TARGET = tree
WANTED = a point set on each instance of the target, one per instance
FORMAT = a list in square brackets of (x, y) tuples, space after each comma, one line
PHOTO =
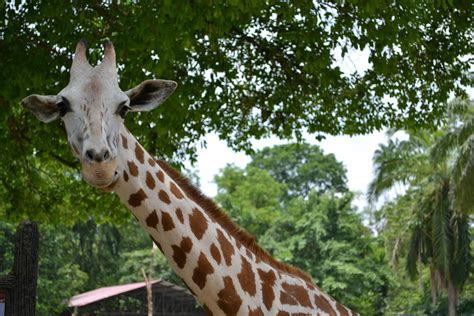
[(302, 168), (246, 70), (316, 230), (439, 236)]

.....

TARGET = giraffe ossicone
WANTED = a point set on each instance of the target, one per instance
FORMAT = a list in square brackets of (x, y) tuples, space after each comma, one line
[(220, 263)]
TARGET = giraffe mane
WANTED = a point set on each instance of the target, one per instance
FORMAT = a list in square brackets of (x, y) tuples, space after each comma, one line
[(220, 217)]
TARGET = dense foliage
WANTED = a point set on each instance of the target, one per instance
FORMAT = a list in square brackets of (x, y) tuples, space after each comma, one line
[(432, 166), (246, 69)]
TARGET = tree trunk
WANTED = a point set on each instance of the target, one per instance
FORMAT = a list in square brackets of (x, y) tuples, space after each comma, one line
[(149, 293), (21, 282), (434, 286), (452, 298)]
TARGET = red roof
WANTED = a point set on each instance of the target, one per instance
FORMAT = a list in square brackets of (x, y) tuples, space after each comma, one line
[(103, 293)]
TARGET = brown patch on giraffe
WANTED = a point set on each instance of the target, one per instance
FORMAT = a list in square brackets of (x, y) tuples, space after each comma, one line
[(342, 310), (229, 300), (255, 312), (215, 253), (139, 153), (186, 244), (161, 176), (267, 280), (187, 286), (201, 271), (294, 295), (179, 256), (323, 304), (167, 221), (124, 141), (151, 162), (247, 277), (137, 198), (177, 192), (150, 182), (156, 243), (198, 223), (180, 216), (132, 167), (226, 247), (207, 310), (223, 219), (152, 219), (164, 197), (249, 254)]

.....

# [What is needed]
Find the lines above that hold "giraffe", then copy each of them.

# [Worked solution]
TARGET = giraffe ossicone
TARGET = giraffe mane
TARGET = brown patch on giraffe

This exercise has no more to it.